作業内容: 検察審査会の違憲性を論じた文章から、「検察審査会はこれまで示したよ」を含む語句で始まり「77条違反と言うべきである。」で終わる部分を、一字も変えずに引用してもらえますか？

文書の抜粋:

┌──

訴因明示、すなわち「以て罪となるべき事実を特定」が必要になるのであり、検察審査会の議決においては、これが守られていない。殊に同法第六項においては、『起訴状には、裁判官に事件につき予断を生ぜしめる虞のある書類その他の物を添附し、又はその内容を引用してはならない。』と規定され、事件につき予断を生じせしめる虞のある「内容を引用」してはならないはずである。
にも関わらず、本件検察審査会の議決においては、検察官が不起訴処分とした事件の検察官が特定していない事実を列記し、予断を生じせしめる虞のある内容について言及・記載したものである。
このような予断を生じせしめる虞があれば、裁判所の公平が保たれているとは言えず、憲法37条違反というべきである。


③憲法77条違反

第二項によれば検察官は「最高裁判所の定める規則に従う」ことになっているが、検察審査会による公訴提起規定においては、検察官が存在していない。ただ、検察官の職務を行う弁護士が選任されることから、当該弁護士が検察官というべきであり、当該弁護士は当然のことながら、憲法77条第二項の遵守が求められるはずである。そうすると、「最高裁判所の定める規則」とは何か、ということになるが、これは最高裁判所規則であろう。これには、刑訴法266条第二号による「みなし公訴」における規定(最高裁判所規則第174条、175条)が存在しており、検察官による公訴権の例外であっても、最高裁判所規則に則るものである、ということが言える。
しかしながら、検察審査会法による公訴提起は最高裁判所規則に従うということが言えるものではなく、最高裁判所規則の範囲外にあるとしか見えないのであって、憲法77条2項に反するものと言えるのではないか。

※※追記(18日10時頃)

「司法機関である」ということについての記述が抜けておりましたので、追加いたします。
検察審査会はこれまで示したように行政機関ではなく司法機関の一部である、ということであるから、最高裁がその頂点にあるべきである。憲法77条1項の、最高裁が「訴訟手続、司法事務処理等について、規則を定める権限を有する」ということになっているが、検察審査会は指揮監督権が検察審査会長に存すると規定(20条4項)されており、最高裁判所の指揮命令・監督権が及ぶと判断することはできない。やはり憲法77条違反と言うべきである。



④検察審査会の手続きは問題がある

違憲かどうか、ということはとりあえずおいておくとして、最後に裁判員との比較などから問題点を挙げてみる。

└──

記録データ:
┌──

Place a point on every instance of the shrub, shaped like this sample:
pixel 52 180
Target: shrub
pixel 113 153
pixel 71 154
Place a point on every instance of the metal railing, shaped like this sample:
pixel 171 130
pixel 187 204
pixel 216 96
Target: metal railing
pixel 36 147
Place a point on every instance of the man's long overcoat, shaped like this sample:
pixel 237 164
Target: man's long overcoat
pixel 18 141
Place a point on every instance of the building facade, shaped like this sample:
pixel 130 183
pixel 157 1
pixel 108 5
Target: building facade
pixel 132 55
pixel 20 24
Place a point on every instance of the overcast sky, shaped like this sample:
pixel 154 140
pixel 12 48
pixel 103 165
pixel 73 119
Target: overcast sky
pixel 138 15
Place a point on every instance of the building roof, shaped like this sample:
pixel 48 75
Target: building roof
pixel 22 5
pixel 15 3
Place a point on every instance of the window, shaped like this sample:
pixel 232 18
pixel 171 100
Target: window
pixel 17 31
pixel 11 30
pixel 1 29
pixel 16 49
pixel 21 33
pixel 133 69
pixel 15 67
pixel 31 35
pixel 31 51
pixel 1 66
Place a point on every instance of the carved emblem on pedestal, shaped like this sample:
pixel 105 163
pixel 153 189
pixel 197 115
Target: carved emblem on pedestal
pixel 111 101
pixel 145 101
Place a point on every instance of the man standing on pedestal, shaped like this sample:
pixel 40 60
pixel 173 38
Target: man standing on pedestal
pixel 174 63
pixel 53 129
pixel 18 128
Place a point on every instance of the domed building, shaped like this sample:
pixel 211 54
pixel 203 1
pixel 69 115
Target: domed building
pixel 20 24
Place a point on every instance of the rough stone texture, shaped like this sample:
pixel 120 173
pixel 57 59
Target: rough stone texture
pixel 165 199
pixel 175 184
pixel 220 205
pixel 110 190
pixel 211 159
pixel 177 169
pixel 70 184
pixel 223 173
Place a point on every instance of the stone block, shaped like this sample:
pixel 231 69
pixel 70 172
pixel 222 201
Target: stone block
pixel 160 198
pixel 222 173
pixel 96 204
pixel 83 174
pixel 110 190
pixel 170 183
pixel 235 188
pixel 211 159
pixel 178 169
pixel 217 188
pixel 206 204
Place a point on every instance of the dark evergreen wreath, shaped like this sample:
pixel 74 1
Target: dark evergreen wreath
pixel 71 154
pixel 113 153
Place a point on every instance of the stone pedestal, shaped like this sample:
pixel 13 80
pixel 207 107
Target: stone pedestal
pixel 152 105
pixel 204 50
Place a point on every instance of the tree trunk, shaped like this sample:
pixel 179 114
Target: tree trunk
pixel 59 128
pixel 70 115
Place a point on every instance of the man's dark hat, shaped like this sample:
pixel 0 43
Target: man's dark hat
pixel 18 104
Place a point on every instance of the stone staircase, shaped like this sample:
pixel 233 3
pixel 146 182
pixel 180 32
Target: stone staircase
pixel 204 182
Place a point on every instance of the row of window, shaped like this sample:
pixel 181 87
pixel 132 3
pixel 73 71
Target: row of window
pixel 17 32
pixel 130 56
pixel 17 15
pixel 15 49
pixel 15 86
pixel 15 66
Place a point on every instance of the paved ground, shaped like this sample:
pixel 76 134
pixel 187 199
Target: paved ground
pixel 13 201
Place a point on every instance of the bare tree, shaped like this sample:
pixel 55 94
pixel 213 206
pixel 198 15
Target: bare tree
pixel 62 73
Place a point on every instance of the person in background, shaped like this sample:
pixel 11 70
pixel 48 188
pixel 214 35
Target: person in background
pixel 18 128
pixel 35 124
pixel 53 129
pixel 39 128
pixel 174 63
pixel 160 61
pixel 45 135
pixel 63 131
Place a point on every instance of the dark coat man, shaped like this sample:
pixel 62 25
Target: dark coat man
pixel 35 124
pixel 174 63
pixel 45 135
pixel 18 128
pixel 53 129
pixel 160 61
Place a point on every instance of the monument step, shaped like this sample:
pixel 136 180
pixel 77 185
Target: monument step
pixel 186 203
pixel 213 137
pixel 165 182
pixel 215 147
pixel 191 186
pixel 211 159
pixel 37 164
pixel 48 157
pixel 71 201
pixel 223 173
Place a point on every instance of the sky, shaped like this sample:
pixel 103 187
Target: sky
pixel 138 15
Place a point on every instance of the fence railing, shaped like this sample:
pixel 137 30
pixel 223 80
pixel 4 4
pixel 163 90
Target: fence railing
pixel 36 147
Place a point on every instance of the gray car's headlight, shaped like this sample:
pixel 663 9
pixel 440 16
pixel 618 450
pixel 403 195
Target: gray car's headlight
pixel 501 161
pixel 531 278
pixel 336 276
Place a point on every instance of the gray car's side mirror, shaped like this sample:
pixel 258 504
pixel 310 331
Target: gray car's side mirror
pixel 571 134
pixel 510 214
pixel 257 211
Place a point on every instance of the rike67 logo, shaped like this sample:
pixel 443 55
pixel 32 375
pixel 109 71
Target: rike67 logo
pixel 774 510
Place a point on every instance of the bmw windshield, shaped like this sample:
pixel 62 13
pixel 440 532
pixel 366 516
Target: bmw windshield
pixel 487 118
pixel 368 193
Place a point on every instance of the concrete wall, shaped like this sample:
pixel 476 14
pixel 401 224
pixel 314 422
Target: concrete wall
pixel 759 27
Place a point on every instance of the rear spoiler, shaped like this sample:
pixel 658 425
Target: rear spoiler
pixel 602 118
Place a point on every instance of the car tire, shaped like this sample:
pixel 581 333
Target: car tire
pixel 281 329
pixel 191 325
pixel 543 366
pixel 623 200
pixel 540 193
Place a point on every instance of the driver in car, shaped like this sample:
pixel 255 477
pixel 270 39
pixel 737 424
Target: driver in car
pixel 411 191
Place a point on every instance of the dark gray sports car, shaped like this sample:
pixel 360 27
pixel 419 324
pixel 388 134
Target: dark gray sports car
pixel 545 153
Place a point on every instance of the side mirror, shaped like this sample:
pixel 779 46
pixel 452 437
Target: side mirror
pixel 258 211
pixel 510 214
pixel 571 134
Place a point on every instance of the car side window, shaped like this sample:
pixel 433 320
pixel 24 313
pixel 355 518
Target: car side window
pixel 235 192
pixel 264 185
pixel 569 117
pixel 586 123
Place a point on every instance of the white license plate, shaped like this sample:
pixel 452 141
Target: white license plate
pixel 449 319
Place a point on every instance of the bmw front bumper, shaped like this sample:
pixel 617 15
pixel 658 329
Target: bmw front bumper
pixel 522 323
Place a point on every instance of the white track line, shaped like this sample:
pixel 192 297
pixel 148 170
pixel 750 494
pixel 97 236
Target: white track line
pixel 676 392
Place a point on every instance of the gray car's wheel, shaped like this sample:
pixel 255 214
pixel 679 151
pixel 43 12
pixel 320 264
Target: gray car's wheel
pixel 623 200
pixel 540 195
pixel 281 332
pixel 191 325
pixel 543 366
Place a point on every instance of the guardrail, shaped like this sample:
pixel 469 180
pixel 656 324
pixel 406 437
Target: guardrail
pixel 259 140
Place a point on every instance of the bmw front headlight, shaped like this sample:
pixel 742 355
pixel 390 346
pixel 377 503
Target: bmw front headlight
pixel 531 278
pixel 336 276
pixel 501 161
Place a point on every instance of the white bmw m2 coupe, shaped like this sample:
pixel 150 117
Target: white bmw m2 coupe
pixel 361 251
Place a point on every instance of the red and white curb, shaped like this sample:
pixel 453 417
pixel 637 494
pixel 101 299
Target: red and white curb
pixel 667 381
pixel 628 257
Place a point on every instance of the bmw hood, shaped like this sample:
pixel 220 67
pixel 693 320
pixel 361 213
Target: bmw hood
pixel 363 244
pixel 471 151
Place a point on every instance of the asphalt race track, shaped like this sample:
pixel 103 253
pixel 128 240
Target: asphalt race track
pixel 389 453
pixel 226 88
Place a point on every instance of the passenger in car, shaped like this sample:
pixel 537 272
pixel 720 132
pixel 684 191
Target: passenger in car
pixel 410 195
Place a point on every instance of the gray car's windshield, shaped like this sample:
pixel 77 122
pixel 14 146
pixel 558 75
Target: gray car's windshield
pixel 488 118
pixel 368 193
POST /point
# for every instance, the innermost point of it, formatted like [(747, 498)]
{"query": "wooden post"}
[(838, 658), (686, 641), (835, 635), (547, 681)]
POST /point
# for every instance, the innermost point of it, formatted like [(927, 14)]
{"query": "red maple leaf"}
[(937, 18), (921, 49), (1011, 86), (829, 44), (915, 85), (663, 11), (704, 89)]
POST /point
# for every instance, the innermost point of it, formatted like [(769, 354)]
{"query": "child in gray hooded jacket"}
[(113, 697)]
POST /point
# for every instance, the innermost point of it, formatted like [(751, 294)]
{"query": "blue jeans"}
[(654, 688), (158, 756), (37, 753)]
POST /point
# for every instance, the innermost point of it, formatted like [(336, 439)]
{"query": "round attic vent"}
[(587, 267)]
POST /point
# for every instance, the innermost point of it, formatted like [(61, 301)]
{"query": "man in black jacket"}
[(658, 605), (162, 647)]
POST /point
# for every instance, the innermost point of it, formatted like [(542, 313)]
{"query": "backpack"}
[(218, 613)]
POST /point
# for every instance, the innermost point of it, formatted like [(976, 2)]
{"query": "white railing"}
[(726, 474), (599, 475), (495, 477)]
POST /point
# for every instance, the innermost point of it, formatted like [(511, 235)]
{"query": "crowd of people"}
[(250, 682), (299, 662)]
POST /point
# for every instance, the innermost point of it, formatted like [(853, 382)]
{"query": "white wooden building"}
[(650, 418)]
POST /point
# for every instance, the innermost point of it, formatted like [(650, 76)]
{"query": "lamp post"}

└──

回答:
検察審査会はこれまで示したように行政機関ではなく司法機関の一部である、ということであるから、最高裁がその頂点にあるべきである。憲法77条1項の、最高裁が「訴訟手続、司法事務処理等について、規則を定める権限を有する」ということになっているが、検察審査会は指揮監督権が検察審査会長に存すると規定(20条4項)されており、最高裁判所の指揮命令・監督権が及ぶと判断することはできない。やはり憲法77条違反と言うべきである。